> [TEXTAUSZUG]

Die Frage gewendet: Werden Selbstorganisation Grenzen gesetzt? Gibt es - in der Gesellschaft, in Unternehmen und anderen Organisationen - Barrieren, Hemmnisse und Restriktionen, die Selbstorganisation blockieren oder einschränken? 

Ich glaube, dass das Verständnis, es bei Menschen und Organisationen mit sich selbst organisierenden, autonomen Systemen zu tun zu haben, nicht so sehr verbreitet ist. Deswegen werden - oft in bester Absicht übrigens - Vorschriften gemacht, Kontrollen eingeführt, Motivationsprogramme aufgelegt oder Führungsschulungen veranstaltet. All das könnte - zum Beispiel von Menschen in einem Unternehmen - als begrenzend erlebt werden, weil sie sich dem ausgeliefert fühlen. Oder anders gesagt: Von solchen Dingen gehen starke Einladungen aus, sich in bestimmter Weise zu verhalten. Die adressierten Menschen können eine Vorschrift befolgen, müssen aber nicht. Sie können grundsätzlich entscheiden, wie sie sich zu einer Vorschrift - die sie vielleicht als unsinnig empfinden - verhalten: diese achselzuckend hinnehmen, ihr so gut es geht ausweichen, lethargisch werden, dagegen ankämpfen. Wie sie reagieren werden, kann niemand vorher wissen. Aber zum Beispiel durch das Strafmaß könnte man beeinflussen, welche Reaktion wahrscheinlicher ist. Es gibt viel mehr Steuerbetrüger als Mörder - und in beiden Fällen gibt es Menschen, die sich entschieden haben, die jeweilige Vorschrift nicht zu beachten. Und müssen dann den Preis dafür bezahlen.
 

Können Menschen Selbstorganisation? 

Ja, sie sind ja lebendige Wesen. Das ist die kurze Antwort. Die etwas längere: Mein Eindruck ist, dass wir verlernt haben, uns selbst als autopoietische, also uns selbst organisierende Wesen wahrzunehmen und entsprechend mit uns umzugehen. Da wird verdammt viel zu erzwingen versucht - bestimmte Leistungen oder Gesundheit zum Beispiel. Aber das geht nicht. Das habe ich als Sportlerin immer und immer wieder erfahren: Ich hatte kapiert, wie eine Kippe am Stufenbarren geht, ich hatte auch die nötige Kraft und Beweglichkeit - ging aber trotzdem lange nicht. Ich konnte es noch so wollen … half alles nix. Erst als mein Körper - durch unterstützende Hilfestellung - gelernt hatte, wie sich die richtige Bewegung anfühlt, war ich plötzlich oben. Und beim nächsten Versuch wieder nicht. Das ist kein rein kognitiver Prozess. Das anzuerkennen, ist so etwas wie die Tür zu echter Selbstorganisation.

> [ZIEL DER AUFGABE] Gib aus dem Text über Selbstorganisation den Abschnitt zwischen „Die Frage gewendet: Werden“ und „blockieren oder einschränken?“, beide eingeschlossen, wortgetreu aus. Die Datensätze werden für die Bearbeitung nicht gebraucht.

(Aus einer Sammlung entnommene Daten)
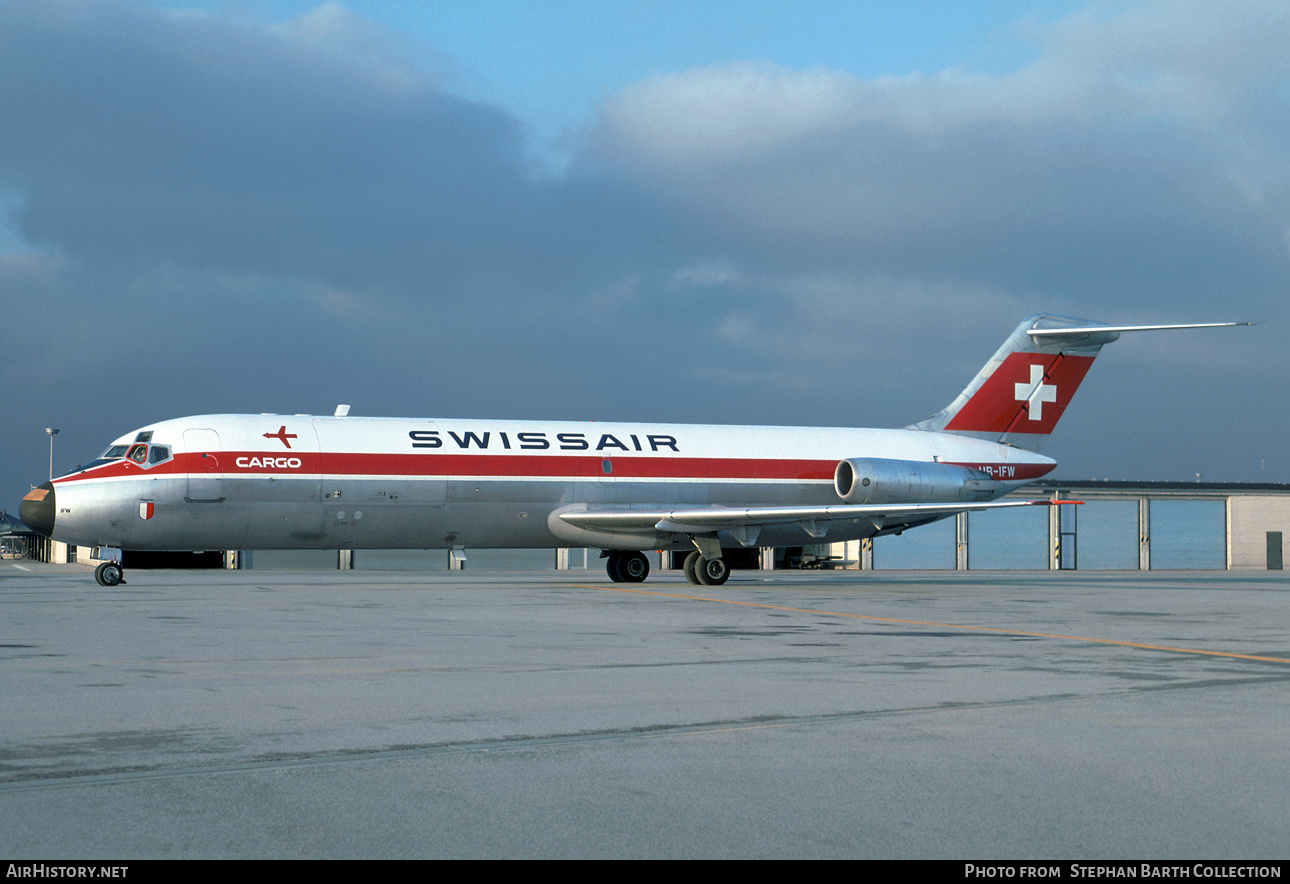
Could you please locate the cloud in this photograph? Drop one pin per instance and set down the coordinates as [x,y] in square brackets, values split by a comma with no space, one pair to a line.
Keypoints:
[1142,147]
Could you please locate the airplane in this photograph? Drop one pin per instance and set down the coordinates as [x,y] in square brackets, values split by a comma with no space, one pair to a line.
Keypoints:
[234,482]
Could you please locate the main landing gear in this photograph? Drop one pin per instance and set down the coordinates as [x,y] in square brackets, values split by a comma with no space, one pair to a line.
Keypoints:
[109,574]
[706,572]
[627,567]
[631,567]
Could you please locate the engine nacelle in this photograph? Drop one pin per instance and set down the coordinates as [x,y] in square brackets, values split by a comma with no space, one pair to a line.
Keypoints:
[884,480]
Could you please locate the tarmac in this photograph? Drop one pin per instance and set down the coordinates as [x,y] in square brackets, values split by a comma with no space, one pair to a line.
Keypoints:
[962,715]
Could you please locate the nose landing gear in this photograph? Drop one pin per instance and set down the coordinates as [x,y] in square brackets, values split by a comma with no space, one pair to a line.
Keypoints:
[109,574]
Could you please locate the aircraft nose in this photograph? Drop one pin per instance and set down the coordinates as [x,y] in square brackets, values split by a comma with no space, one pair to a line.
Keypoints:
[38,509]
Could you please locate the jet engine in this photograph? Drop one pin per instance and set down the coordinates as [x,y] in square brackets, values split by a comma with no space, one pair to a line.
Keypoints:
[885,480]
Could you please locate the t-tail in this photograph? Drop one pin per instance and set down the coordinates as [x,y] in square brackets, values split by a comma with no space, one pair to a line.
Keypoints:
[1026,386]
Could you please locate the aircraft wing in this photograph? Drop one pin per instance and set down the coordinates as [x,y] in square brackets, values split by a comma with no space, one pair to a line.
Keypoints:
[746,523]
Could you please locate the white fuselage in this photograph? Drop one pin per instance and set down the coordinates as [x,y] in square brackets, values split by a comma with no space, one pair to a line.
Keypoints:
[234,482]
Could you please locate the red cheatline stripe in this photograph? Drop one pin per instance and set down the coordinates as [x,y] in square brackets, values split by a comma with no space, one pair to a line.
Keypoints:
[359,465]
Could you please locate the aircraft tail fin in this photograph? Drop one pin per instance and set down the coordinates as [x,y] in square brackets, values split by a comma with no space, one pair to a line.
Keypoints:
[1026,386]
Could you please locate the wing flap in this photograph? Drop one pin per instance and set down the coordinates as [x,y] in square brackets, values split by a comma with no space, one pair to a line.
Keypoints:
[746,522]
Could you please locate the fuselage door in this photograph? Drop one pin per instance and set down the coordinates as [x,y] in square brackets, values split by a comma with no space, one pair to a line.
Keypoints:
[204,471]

> [ANTWORT ZUR AUFGABE]
Die Frage gewendet: Werden Selbstorganisation Grenzen gesetzt? Gibt es - in der Gesellschaft, in Unternehmen und anderen Organisationen - Barrieren, Hemmnisse und Restriktionen, die Selbstorganisation blockieren oder einschränken?